RECORDED INFORMATION Block Start

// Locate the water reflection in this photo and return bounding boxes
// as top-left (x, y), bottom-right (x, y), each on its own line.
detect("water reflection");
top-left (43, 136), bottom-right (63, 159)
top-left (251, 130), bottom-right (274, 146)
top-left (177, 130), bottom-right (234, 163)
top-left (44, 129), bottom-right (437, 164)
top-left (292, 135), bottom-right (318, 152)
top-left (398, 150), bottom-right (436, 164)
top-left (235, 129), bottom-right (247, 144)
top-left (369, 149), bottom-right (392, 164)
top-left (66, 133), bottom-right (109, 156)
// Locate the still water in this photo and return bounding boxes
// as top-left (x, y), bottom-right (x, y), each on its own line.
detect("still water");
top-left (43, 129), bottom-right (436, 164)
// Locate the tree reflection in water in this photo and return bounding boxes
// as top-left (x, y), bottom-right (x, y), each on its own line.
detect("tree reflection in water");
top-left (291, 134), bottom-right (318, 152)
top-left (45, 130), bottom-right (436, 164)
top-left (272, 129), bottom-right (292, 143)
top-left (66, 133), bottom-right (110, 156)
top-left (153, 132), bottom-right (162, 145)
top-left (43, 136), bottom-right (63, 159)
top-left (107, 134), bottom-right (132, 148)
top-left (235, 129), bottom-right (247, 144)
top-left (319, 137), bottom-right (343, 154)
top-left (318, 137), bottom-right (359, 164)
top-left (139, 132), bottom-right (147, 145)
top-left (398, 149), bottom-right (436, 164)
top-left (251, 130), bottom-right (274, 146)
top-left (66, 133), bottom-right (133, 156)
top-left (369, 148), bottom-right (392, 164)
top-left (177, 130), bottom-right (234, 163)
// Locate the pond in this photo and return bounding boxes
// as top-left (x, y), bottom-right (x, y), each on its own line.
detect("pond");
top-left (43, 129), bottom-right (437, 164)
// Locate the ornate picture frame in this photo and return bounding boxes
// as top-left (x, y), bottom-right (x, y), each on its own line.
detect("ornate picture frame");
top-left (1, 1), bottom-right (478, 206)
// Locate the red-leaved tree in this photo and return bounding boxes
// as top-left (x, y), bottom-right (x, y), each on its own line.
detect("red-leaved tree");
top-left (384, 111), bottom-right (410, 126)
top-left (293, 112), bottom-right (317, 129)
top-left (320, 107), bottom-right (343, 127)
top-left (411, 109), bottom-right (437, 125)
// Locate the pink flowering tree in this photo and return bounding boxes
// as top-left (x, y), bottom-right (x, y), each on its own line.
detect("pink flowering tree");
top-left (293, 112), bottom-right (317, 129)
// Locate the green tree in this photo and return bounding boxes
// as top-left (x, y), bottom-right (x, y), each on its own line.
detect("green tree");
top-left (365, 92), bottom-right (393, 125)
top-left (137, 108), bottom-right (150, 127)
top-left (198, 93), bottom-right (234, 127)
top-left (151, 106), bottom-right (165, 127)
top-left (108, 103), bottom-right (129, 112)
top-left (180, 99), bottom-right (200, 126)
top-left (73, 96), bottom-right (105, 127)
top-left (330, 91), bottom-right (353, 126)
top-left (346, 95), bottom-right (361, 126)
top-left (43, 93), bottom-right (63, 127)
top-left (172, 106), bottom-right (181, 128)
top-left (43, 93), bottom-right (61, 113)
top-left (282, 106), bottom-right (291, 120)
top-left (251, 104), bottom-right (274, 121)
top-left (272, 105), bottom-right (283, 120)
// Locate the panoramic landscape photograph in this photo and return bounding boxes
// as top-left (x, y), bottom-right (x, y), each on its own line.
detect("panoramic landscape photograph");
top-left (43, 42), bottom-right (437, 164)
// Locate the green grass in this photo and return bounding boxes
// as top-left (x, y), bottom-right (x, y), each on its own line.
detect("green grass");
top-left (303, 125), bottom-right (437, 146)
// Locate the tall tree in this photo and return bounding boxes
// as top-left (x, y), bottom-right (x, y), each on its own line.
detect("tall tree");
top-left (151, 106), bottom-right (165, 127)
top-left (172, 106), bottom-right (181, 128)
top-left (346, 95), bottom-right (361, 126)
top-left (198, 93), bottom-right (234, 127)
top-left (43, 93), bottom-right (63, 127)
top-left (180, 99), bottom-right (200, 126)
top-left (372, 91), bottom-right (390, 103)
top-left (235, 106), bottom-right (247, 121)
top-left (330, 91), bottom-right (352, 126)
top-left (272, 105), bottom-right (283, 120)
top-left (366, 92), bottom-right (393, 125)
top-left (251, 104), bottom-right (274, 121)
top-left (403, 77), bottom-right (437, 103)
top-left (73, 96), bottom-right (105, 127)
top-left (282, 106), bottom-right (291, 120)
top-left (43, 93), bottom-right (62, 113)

RECORDED INFORMATION Block End

→ BRIEF
Without omission, retype the full listing shown above.

→ THE ANSWER
// Locate the water reflection in this photo and return bounding boxes
// as top-left (x, y), bottom-right (x, y), each on its own line.
detect("water reflection");
top-left (43, 136), bottom-right (63, 159)
top-left (251, 130), bottom-right (274, 146)
top-left (177, 130), bottom-right (234, 163)
top-left (44, 129), bottom-right (437, 164)
top-left (292, 135), bottom-right (318, 152)
top-left (398, 150), bottom-right (436, 164)
top-left (235, 129), bottom-right (247, 144)
top-left (369, 149), bottom-right (392, 164)
top-left (66, 133), bottom-right (109, 156)
// Locate the still water in this photo and return bounding boxes
// as top-left (x, y), bottom-right (x, y), each on its own line.
detect("still water");
top-left (43, 129), bottom-right (436, 164)
// Locate the tree reflection in water in this photo and return bounding boxes
// as top-left (x, y), bottom-right (x, y), each on its own line.
detect("tree reflection in water");
top-left (291, 134), bottom-right (318, 152)
top-left (45, 130), bottom-right (436, 164)
top-left (272, 129), bottom-right (292, 143)
top-left (66, 133), bottom-right (110, 156)
top-left (153, 132), bottom-right (162, 145)
top-left (43, 136), bottom-right (63, 159)
top-left (107, 134), bottom-right (132, 148)
top-left (235, 129), bottom-right (247, 144)
top-left (319, 137), bottom-right (343, 154)
top-left (318, 137), bottom-right (359, 164)
top-left (139, 132), bottom-right (147, 145)
top-left (398, 149), bottom-right (436, 164)
top-left (251, 130), bottom-right (274, 146)
top-left (66, 133), bottom-right (133, 156)
top-left (369, 148), bottom-right (392, 164)
top-left (177, 130), bottom-right (234, 163)
// Locate the pond in this photo and return bounding boxes
// as top-left (x, y), bottom-right (x, y), each on its own line.
detect("pond");
top-left (43, 129), bottom-right (437, 164)
// Locate the ornate picture frame in this photo and return bounding boxes
// as top-left (x, y), bottom-right (x, y), each on its own line.
detect("ornate picture frame");
top-left (1, 1), bottom-right (478, 206)
// Locate the red-leaved tree in this photo and return bounding boxes
// as top-left (x, y), bottom-right (x, y), each on its own line.
detect("red-leaved tree");
top-left (384, 111), bottom-right (410, 126)
top-left (293, 112), bottom-right (317, 129)
top-left (320, 107), bottom-right (343, 127)
top-left (411, 109), bottom-right (437, 125)
// Locate the pink flowering tree in this photo and return bounding boxes
// as top-left (x, y), bottom-right (x, y), each on its own line.
detect("pink flowering tree");
top-left (293, 112), bottom-right (317, 129)
// Locate the green tree in this photo and return bounding boxes
// as top-left (x, y), bottom-right (x, y), each on its own line.
detect("green tree");
top-left (365, 92), bottom-right (393, 125)
top-left (137, 108), bottom-right (150, 127)
top-left (198, 93), bottom-right (234, 127)
top-left (151, 106), bottom-right (165, 127)
top-left (108, 103), bottom-right (129, 112)
top-left (180, 99), bottom-right (200, 126)
top-left (73, 96), bottom-right (105, 127)
top-left (330, 91), bottom-right (353, 126)
top-left (346, 95), bottom-right (361, 126)
top-left (43, 93), bottom-right (63, 127)
top-left (172, 106), bottom-right (181, 128)
top-left (43, 93), bottom-right (61, 113)
top-left (282, 106), bottom-right (291, 120)
top-left (251, 104), bottom-right (274, 121)
top-left (272, 105), bottom-right (283, 120)
// Locate the panoramic landscape photograph in this photo and return bounding boxes
// as top-left (x, y), bottom-right (x, y), each on its own line.
detect("panoramic landscape photograph");
top-left (43, 42), bottom-right (437, 164)
// Locate the green grass in this photo and return bounding boxes
// as top-left (x, y), bottom-right (x, y), each on its own line.
detect("green grass");
top-left (303, 125), bottom-right (437, 146)
// Locate the tall tree in this photo and return bounding boxes
// as top-left (x, y), bottom-right (x, y), each on its own line.
detect("tall tree");
top-left (151, 106), bottom-right (165, 127)
top-left (172, 106), bottom-right (181, 128)
top-left (346, 95), bottom-right (361, 126)
top-left (198, 93), bottom-right (234, 127)
top-left (43, 93), bottom-right (63, 127)
top-left (180, 99), bottom-right (200, 126)
top-left (372, 91), bottom-right (390, 103)
top-left (235, 106), bottom-right (247, 121)
top-left (330, 91), bottom-right (352, 126)
top-left (272, 105), bottom-right (283, 120)
top-left (366, 92), bottom-right (393, 125)
top-left (251, 104), bottom-right (274, 121)
top-left (403, 77), bottom-right (437, 103)
top-left (73, 96), bottom-right (105, 127)
top-left (282, 106), bottom-right (291, 120)
top-left (43, 93), bottom-right (62, 113)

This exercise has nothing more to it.